* **TASK BRIEF**
Go through the listing beneath this task and return every line that carries the string "each".

* **EXERCISE INPUTS**

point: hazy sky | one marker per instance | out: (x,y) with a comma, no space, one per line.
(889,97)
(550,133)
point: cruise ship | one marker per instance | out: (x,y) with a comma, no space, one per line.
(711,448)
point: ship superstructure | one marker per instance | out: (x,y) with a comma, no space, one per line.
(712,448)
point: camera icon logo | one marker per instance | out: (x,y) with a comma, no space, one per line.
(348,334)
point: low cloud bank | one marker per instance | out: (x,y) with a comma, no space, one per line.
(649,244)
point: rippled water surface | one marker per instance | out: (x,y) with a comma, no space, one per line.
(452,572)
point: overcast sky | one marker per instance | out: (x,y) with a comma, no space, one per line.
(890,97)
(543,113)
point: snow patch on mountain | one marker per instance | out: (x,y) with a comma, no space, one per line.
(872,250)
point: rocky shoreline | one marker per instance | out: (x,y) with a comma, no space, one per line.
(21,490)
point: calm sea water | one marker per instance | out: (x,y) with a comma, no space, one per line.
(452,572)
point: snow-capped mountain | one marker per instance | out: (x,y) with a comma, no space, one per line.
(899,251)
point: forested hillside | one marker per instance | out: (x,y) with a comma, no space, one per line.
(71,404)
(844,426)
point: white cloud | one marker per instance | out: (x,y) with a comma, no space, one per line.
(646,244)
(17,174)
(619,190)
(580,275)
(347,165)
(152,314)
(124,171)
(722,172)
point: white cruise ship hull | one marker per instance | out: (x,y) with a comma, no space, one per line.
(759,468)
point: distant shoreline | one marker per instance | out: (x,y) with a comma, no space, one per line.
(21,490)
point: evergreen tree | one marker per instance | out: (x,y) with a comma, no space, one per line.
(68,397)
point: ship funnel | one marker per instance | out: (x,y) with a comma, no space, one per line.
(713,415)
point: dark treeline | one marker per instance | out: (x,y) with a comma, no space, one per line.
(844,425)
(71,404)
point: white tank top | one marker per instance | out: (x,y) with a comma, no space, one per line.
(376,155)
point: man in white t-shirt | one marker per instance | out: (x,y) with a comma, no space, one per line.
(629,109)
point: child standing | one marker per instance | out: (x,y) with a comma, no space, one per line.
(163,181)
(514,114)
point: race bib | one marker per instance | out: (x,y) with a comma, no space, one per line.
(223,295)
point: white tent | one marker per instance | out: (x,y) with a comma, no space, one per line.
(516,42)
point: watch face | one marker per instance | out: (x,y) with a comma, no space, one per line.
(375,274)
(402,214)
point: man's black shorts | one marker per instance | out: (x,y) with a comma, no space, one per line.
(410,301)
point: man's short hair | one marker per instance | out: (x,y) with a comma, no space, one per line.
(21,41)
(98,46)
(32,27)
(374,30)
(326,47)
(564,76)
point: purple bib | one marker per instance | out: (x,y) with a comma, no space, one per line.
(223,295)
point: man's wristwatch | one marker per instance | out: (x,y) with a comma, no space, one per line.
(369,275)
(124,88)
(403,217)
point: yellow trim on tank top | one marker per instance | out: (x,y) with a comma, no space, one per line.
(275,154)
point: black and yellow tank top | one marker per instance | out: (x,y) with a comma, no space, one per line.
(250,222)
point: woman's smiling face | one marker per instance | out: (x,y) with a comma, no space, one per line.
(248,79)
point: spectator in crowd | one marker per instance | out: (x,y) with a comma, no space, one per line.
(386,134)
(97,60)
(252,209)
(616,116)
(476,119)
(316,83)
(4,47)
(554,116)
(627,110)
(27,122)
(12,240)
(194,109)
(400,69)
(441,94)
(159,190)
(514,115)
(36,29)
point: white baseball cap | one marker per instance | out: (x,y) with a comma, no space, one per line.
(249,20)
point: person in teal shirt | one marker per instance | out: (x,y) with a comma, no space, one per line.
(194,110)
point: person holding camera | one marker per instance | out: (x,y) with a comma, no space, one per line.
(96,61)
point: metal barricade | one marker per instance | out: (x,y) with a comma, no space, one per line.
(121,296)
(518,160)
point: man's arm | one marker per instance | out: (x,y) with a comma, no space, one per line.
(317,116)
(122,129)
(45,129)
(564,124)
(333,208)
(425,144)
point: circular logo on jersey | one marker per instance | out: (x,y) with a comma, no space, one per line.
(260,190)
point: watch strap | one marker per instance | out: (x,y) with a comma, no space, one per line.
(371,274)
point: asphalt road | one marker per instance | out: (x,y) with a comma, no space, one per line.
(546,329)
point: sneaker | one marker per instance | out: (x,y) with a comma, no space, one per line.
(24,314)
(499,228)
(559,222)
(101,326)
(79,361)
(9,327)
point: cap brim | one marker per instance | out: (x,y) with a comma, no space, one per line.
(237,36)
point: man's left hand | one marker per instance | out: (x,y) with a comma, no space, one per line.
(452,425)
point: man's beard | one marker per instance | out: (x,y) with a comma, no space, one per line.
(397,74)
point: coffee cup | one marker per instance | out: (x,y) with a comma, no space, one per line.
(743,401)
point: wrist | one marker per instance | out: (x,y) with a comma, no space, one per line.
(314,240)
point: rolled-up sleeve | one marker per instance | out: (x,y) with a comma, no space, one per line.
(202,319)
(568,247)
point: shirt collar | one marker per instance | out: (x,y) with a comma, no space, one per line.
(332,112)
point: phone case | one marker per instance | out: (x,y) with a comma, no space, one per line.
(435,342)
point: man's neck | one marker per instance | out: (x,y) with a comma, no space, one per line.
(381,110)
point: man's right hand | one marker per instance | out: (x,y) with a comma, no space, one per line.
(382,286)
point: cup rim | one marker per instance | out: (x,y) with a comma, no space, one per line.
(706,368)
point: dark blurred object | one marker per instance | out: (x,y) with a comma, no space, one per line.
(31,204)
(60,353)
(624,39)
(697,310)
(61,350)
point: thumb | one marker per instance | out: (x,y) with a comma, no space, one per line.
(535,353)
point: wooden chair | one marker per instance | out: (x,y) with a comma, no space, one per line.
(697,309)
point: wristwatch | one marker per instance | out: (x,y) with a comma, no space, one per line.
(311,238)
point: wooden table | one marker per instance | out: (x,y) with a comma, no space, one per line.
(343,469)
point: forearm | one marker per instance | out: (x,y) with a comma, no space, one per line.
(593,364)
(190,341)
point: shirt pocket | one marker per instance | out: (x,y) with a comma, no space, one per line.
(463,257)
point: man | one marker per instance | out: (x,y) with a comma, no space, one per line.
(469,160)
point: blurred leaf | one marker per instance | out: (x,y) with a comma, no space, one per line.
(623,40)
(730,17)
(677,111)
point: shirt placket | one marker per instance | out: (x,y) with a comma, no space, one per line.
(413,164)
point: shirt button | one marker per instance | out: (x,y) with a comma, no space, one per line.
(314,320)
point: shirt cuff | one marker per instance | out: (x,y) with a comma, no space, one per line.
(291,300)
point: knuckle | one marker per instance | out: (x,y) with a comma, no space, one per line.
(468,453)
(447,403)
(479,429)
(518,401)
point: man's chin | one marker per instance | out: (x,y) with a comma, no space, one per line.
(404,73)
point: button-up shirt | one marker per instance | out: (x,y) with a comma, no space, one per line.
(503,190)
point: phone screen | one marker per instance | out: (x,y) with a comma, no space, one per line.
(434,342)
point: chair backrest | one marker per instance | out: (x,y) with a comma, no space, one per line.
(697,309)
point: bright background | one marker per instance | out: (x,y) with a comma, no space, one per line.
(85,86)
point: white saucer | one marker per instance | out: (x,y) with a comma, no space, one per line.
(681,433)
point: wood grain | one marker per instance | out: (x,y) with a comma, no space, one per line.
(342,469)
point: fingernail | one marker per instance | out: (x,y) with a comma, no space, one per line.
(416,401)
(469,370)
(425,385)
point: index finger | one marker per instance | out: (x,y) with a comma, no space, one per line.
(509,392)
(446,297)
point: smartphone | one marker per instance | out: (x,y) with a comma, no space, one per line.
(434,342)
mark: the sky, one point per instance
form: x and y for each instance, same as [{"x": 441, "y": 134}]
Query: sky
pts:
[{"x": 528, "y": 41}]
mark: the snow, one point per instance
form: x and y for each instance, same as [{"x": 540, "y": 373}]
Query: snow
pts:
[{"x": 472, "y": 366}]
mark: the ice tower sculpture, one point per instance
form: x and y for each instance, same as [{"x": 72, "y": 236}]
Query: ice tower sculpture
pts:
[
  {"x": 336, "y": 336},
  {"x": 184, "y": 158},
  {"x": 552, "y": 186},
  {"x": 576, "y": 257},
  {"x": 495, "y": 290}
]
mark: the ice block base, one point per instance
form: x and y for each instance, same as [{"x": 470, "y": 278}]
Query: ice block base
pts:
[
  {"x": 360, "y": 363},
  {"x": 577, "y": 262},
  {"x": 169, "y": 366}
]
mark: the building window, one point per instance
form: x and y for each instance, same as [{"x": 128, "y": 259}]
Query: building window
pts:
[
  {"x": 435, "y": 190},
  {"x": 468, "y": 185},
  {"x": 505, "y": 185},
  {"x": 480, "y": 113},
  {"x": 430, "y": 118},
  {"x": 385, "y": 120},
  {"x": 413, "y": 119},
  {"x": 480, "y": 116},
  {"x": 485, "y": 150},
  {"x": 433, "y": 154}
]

* **COMPLETED TASK**
form: x and y for each instance, same as [{"x": 441, "y": 134}]
form: x and y for each instance, same as [{"x": 540, "y": 373}]
form: x and y for each instance, same as [{"x": 72, "y": 236}]
form: x and y for each instance, same as [{"x": 470, "y": 278}]
form: x and y for each instance, same as [{"x": 128, "y": 259}]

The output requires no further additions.